> Source excerpt
[start]

May this Rest Stop encourage us to truly see that there is hope in mourning only because God's mercies are new each morning!  Our Father is faithful to deliver us in His strong arms through each day for His purposes for us and for His glory.  

Be encouraged by this overview of the book of Lamentations breathed-out by God into His prophet Jeremiah!

HOPE IN THE MOURNING
My pastor noted that of the 5 chapters of Lamentations, Chapters 1, 2, 4, and 5 each have exactly 22 verses and each are full of lamentations over the disgusting sins and awful deterioration of the city of Jerusalem.  

Middle Chapter 3 also includes many lamentations, but Chapter 3 has 66 verses.  Is this significant? Yes!  In the middle of the middle Chapter 3, i.e., in the heart of the book of Lamentations, HOPE is added!

Lamentations in Chapters 1 and 2
Jerusalem is described as "A widow who weeps bitterly in the night with tears on her cheeks" (1:1-2a).
And her weeping continues through Chapters 1 and 2:

All her friends have  become her enemies (1:2b).  

All roads to Jerusalem mourn"(1:3).  

All her splendor has departed"(1:6).

She has sinned gravely and has become vile (1:8).

All her people sigh (1:11).

The widow Jerusalem now begins to speak in first person:

My eye overflows with water, because the comforter, who should restore my life, is far from me (1:16).

The LORD is righteous, for I rebelled against His commandment (1:18).

See, O LORD, that I am in distress, my soul is troubled (1:20).

They have heard that I sigh, but no one comforts me (1:21).

All my enemies have heard my trouble; they are glad that You have done it  (1:21).

[end]

Carry on the devotional overview of Lamentations, picking up after its final sentence.

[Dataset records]
[start]

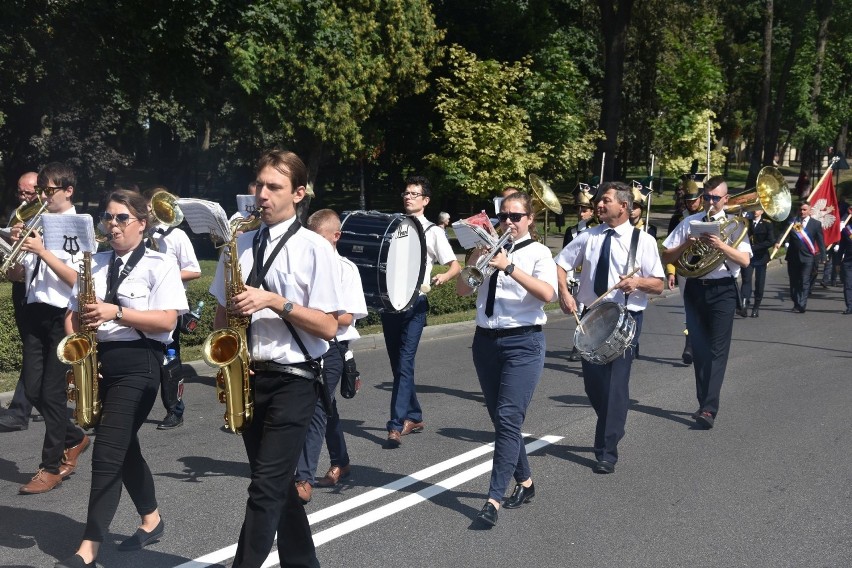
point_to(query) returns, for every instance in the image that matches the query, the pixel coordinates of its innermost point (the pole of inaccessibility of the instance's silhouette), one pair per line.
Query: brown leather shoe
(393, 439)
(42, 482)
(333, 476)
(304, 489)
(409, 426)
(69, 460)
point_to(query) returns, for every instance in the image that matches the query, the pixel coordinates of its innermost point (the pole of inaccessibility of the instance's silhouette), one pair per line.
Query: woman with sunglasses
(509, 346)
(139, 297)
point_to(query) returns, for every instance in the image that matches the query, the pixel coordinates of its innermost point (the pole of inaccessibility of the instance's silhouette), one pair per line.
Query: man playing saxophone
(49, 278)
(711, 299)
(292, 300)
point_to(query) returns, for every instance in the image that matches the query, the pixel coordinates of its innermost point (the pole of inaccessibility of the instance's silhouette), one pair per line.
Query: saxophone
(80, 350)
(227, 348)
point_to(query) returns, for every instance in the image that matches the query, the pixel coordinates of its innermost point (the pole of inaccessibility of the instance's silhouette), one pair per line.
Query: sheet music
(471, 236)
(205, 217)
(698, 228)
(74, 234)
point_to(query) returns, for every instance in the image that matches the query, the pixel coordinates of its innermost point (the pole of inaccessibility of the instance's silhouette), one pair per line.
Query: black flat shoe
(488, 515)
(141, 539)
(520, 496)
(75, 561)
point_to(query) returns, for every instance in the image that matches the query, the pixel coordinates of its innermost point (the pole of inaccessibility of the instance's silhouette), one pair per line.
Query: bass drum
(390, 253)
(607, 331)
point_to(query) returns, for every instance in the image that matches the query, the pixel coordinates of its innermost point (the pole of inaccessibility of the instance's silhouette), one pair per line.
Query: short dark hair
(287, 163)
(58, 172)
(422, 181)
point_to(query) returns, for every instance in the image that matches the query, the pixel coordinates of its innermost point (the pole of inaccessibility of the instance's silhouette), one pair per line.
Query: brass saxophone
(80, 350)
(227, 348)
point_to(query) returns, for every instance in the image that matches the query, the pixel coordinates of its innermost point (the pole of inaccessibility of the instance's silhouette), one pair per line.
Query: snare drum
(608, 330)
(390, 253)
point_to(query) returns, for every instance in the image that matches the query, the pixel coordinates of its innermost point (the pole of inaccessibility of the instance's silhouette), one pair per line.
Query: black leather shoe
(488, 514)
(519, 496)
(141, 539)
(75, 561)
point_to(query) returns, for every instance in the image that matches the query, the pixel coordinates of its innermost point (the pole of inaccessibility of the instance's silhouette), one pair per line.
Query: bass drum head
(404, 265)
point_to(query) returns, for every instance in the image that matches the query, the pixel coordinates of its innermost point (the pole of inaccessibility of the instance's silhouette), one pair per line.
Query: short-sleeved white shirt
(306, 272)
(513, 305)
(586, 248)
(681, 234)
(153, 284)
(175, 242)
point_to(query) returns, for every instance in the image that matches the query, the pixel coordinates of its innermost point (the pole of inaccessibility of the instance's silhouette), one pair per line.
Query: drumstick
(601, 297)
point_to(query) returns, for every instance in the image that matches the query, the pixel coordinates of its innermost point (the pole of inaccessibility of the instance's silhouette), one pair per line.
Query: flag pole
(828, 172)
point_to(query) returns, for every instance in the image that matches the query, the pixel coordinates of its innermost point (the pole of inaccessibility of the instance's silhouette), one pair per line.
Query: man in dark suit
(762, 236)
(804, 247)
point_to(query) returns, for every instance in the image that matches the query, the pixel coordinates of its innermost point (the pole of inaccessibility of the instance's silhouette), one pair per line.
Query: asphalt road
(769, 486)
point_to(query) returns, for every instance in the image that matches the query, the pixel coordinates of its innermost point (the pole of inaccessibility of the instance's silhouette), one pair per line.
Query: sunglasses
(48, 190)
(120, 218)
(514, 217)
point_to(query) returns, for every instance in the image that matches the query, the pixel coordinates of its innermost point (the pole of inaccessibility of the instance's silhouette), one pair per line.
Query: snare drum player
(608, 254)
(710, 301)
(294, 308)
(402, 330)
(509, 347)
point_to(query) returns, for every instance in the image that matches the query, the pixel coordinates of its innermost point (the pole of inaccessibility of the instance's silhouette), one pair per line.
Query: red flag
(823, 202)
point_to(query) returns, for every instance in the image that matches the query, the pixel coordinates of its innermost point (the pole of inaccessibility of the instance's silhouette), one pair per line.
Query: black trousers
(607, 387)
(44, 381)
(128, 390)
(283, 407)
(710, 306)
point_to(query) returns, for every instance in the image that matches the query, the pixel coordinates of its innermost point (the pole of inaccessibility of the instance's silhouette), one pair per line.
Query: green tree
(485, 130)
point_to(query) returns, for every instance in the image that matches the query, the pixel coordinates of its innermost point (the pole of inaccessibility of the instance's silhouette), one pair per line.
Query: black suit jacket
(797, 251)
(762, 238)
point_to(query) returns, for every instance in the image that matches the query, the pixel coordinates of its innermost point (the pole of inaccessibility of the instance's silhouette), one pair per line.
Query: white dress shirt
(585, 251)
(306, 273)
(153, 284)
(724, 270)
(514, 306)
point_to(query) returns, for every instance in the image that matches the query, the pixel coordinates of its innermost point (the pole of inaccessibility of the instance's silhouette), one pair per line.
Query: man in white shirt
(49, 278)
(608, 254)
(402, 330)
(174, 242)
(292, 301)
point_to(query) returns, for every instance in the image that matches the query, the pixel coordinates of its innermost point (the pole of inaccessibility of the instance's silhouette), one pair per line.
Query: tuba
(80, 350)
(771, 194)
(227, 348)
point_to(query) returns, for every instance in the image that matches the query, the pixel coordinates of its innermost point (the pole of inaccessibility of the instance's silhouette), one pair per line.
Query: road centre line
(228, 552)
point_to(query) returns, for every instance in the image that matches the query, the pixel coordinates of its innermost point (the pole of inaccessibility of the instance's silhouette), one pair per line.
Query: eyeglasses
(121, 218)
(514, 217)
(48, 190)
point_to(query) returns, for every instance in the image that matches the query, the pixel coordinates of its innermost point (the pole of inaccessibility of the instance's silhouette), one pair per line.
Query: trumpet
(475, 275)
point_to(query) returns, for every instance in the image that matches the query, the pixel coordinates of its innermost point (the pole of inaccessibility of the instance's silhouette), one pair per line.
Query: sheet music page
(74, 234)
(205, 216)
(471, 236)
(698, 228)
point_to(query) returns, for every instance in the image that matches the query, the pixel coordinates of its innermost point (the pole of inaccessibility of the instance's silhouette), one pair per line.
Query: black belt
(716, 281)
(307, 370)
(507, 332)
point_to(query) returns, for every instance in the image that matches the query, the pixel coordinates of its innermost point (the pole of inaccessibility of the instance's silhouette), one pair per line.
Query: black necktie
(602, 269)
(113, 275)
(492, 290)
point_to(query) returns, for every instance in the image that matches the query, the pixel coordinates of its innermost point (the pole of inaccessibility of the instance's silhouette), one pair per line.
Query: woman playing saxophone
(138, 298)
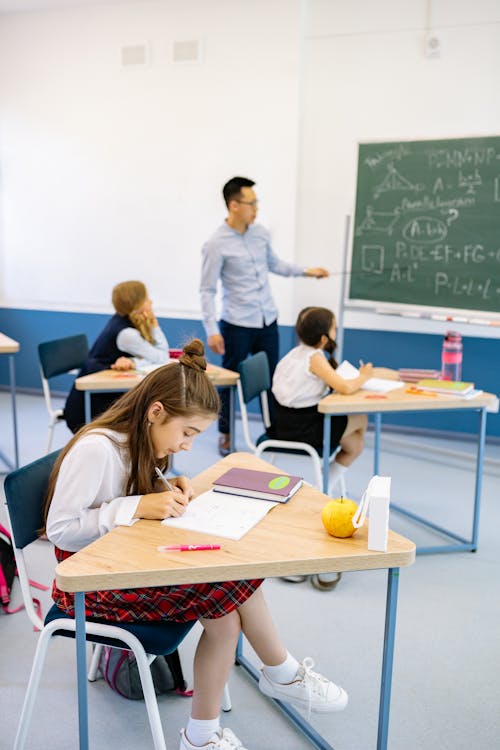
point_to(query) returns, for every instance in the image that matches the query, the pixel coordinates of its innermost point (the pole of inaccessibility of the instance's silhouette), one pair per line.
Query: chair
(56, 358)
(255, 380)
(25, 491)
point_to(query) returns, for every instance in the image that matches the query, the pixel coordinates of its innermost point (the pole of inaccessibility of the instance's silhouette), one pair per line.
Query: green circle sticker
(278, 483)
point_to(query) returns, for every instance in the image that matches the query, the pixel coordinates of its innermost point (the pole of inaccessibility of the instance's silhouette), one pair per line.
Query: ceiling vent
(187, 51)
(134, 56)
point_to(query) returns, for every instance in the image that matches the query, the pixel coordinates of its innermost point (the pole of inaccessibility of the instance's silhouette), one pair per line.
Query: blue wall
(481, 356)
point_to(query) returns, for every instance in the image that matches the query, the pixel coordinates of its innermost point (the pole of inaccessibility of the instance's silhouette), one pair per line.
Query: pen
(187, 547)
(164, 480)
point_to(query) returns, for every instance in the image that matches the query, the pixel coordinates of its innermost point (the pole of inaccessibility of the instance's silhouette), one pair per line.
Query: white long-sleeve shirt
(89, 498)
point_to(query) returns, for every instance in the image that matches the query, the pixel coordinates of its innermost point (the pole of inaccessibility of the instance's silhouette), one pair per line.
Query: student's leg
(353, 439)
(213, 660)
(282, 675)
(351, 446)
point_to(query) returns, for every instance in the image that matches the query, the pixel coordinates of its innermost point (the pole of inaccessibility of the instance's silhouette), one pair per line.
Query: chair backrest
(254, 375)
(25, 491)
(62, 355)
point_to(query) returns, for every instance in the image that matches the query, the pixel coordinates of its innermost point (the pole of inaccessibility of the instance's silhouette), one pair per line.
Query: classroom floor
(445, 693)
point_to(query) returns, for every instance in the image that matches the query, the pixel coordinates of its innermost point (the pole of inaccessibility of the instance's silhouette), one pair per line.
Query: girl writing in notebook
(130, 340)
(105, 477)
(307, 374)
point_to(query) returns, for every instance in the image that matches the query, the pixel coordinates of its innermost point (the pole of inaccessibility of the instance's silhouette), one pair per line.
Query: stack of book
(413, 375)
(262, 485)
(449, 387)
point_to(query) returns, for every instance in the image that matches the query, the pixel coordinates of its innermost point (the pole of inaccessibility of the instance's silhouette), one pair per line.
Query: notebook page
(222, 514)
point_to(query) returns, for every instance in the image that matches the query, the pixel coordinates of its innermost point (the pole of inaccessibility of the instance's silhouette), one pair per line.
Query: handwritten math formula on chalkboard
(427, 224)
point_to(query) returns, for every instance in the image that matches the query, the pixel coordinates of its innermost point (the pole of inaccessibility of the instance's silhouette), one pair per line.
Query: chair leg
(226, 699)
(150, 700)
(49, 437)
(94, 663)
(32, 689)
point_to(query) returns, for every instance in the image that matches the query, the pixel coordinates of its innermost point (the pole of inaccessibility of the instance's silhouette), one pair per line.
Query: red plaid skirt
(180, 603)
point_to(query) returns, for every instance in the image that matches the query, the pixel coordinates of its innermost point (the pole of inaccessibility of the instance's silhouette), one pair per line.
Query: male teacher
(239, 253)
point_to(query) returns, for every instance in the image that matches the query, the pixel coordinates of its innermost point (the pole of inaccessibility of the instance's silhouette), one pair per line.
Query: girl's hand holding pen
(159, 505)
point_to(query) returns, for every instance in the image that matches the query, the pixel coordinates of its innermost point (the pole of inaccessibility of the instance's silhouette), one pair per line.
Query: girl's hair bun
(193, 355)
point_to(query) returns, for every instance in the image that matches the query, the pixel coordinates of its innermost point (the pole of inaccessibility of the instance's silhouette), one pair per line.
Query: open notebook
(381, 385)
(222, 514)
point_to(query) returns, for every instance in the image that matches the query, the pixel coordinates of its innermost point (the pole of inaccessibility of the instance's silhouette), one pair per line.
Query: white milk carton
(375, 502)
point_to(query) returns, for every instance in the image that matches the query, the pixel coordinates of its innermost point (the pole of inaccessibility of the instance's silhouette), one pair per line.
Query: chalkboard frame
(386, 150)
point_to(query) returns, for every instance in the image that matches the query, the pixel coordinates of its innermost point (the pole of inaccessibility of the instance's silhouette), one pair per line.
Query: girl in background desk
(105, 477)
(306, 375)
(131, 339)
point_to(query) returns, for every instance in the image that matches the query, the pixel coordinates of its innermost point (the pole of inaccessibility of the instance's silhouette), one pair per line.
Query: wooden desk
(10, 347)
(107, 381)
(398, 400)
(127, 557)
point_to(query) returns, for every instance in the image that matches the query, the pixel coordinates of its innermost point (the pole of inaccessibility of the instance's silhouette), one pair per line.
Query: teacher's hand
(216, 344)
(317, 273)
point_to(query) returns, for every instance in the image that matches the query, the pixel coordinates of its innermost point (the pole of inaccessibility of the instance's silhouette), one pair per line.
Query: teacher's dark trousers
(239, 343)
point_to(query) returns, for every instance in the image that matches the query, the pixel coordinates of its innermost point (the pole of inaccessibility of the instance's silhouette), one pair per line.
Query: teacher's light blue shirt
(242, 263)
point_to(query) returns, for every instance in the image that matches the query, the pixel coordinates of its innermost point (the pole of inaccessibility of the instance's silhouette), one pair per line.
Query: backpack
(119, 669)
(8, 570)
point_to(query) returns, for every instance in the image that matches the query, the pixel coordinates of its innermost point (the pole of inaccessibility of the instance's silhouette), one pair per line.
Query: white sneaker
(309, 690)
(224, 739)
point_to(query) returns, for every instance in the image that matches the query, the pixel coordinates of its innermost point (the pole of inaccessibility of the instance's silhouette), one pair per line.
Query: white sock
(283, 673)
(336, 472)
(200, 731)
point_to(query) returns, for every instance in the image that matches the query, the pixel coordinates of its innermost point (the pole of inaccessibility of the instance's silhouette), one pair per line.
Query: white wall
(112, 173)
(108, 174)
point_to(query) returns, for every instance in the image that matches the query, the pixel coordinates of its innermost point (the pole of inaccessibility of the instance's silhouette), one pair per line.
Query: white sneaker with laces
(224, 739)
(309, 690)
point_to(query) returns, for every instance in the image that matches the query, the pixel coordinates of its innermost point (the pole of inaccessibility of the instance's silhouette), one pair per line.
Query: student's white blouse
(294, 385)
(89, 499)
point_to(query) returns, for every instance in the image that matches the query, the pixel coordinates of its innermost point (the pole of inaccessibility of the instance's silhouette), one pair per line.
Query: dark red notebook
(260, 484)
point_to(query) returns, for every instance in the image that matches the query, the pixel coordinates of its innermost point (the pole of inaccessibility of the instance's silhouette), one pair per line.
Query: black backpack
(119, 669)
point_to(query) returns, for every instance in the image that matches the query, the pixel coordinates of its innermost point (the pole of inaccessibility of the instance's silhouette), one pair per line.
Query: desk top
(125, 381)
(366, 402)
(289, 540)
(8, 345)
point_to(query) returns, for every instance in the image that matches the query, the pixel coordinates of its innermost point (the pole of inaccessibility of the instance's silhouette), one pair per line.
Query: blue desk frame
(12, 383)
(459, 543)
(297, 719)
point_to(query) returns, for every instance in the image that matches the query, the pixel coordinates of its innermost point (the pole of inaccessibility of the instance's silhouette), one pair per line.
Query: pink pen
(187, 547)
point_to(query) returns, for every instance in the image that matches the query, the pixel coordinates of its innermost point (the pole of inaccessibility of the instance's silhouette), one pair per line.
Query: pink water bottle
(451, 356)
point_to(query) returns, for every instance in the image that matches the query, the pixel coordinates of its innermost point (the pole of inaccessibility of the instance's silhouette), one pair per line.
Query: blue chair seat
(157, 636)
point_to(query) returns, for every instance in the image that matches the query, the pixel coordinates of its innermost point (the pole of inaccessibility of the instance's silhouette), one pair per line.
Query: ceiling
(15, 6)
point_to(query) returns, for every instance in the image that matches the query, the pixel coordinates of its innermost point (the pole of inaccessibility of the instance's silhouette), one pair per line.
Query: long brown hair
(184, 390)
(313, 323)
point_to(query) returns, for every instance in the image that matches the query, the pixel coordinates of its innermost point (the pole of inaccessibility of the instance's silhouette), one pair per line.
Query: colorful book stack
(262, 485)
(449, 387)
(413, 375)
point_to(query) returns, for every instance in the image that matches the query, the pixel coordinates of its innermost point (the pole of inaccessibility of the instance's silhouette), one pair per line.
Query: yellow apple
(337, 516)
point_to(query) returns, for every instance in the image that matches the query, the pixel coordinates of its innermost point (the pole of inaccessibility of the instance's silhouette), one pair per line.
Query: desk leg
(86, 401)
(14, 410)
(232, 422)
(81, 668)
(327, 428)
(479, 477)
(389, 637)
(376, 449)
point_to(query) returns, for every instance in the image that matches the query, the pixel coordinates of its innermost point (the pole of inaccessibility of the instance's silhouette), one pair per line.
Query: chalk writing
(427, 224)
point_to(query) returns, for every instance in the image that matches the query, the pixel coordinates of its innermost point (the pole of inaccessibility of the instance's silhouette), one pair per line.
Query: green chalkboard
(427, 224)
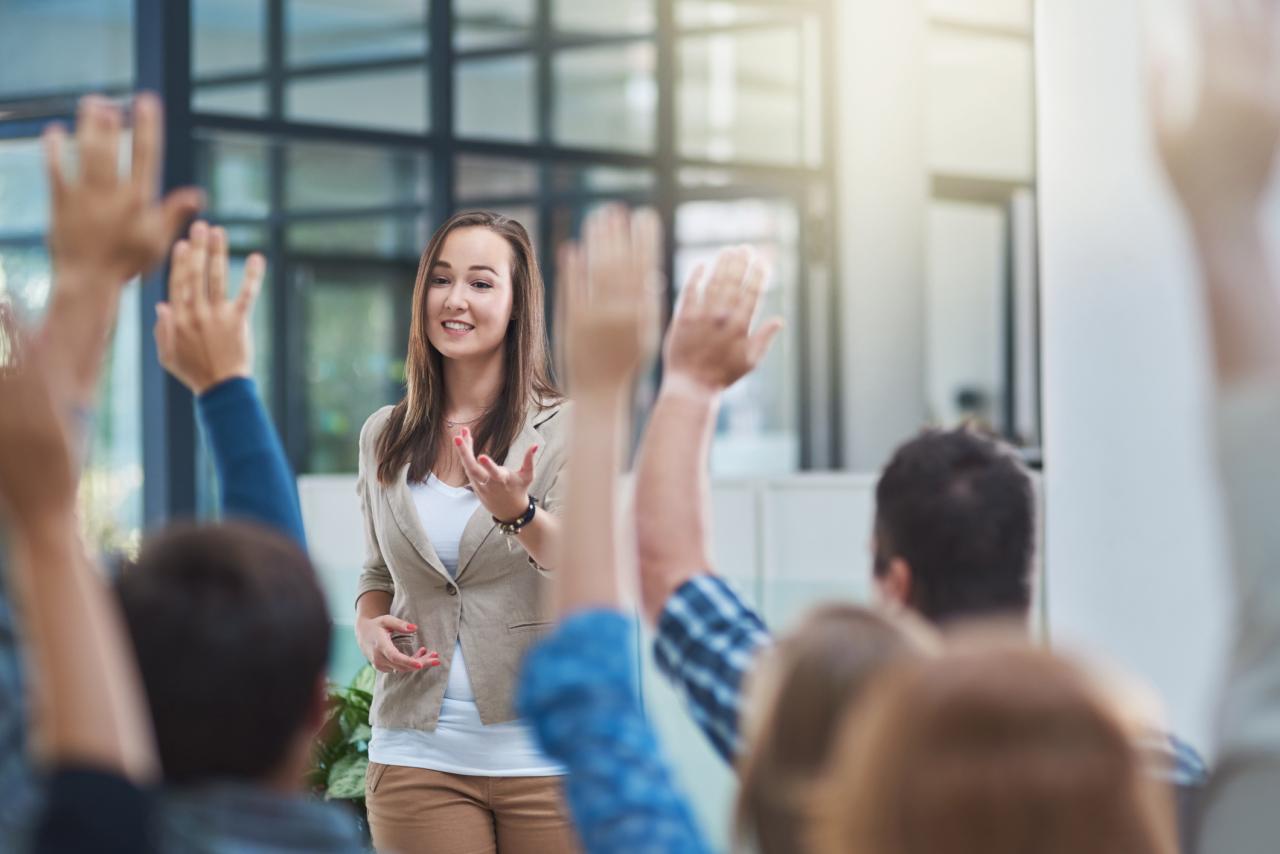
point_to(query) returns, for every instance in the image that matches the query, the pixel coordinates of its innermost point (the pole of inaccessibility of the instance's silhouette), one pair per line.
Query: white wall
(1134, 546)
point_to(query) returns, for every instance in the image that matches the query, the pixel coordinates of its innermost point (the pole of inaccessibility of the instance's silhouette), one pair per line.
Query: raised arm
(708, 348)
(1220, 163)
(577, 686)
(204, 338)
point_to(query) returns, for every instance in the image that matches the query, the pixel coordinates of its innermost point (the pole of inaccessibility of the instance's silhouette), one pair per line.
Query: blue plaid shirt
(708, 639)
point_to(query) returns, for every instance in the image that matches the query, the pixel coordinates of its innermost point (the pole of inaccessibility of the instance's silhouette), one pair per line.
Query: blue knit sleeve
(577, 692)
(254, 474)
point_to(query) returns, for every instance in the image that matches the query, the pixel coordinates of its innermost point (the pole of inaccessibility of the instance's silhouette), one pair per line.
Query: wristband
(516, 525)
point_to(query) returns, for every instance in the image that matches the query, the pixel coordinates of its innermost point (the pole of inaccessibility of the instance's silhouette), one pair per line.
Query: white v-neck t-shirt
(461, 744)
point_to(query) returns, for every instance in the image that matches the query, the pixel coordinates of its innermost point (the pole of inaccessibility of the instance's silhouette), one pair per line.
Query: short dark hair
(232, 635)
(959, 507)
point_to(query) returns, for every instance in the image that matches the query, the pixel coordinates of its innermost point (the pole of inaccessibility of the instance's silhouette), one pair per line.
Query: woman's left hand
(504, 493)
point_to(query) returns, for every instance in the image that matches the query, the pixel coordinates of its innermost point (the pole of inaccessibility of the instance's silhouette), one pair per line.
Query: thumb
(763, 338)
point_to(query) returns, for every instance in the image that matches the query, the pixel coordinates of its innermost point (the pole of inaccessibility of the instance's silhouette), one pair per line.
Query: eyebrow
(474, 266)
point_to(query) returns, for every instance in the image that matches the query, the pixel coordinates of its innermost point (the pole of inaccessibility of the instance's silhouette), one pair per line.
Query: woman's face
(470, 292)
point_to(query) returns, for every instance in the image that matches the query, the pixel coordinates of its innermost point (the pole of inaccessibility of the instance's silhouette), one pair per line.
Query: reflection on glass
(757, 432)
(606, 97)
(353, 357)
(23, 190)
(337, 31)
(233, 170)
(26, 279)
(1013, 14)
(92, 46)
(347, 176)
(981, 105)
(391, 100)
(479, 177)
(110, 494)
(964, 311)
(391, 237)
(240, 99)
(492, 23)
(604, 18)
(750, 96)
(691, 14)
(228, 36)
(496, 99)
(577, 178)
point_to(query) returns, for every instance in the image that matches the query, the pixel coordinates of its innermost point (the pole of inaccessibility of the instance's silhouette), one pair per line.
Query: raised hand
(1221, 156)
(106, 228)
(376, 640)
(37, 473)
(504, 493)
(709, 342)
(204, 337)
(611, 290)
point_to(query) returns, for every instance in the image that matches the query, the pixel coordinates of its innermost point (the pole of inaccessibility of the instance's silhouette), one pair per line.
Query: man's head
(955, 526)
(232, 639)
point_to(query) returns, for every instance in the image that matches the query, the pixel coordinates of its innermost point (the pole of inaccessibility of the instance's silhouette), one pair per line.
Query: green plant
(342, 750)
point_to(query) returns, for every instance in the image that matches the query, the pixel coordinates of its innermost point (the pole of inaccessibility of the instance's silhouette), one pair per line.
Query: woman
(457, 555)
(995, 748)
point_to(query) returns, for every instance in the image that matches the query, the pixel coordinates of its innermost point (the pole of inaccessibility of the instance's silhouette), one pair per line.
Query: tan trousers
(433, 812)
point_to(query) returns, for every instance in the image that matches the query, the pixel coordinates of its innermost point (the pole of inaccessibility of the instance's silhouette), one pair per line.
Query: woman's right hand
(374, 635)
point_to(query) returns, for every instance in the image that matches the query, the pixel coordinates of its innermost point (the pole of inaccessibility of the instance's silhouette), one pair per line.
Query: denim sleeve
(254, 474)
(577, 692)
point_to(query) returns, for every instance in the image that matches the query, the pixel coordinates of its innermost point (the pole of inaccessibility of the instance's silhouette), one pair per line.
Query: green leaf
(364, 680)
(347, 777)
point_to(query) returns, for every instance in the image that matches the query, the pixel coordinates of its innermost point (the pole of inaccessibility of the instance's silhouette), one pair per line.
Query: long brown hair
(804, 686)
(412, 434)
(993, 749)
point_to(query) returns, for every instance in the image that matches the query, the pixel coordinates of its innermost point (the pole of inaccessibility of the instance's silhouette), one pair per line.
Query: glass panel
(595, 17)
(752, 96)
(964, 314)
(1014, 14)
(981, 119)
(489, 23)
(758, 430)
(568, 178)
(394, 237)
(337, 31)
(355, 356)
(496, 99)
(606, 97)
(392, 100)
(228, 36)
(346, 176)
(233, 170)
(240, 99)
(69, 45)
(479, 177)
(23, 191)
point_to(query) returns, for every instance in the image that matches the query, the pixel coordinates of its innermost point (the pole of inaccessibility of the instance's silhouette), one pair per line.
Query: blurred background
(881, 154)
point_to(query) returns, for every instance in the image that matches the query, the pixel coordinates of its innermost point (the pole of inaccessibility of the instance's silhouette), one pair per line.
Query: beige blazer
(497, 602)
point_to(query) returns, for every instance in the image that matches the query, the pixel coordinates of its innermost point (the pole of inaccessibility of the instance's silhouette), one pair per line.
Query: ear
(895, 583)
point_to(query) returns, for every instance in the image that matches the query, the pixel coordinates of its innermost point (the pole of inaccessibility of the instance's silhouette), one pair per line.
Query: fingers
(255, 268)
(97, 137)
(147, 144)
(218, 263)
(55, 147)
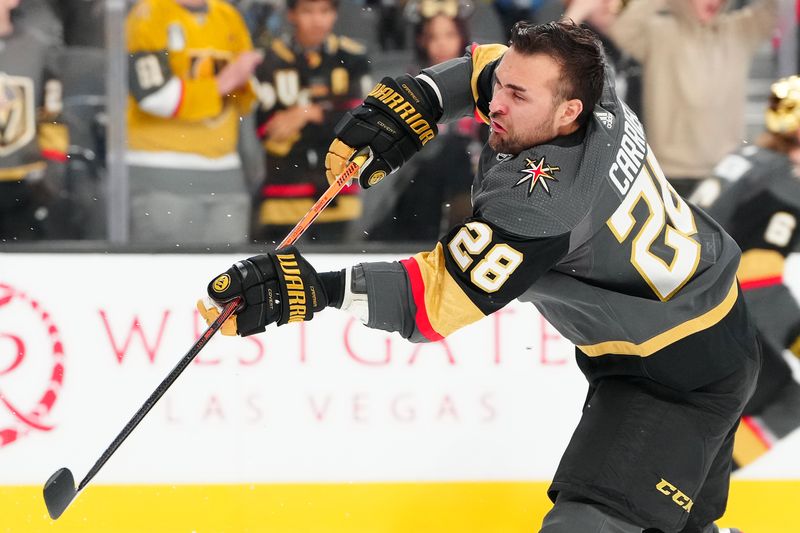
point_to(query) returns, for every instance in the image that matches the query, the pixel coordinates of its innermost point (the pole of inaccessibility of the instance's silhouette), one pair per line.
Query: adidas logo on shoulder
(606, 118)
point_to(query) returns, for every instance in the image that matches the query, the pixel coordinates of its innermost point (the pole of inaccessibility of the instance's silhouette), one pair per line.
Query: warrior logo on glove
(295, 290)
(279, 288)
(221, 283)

[end]

> The output
Let all their wickedness come before You,
and do to them as You have done to me for all my transgressions (1:22a).

For my sighs are many, and my heart is faint (1:22b).

How the Lord has covered the daughter of Zion with a cloud of anger (2:1).

The Lord has swallowed up and has not pitied (2:2).

He has poured out His fury like fire (2:4).  

Children and infants faint in the streets of the city (due to famine) (2:11).

Lamentations at the beginning of Chapter 3
Jeremiah enters at the beginning of Chapter 3 profoundly lamenting over Jerusalem:

I am the man who has seen affliction by the rod of His (The LORD's) wrath (3:1).

He has aged my flesh and my skin and has broken my bones (3:4).

He has besieged me and surrounded me with bitterness and woe (3:5).

Even when I cry and shout, He shuts out my prayer (3:8).

"I have become the ridicule of all my people (3:14).

He has filled me with bitterness.  He has also broken all my teeth with gravel (3:16).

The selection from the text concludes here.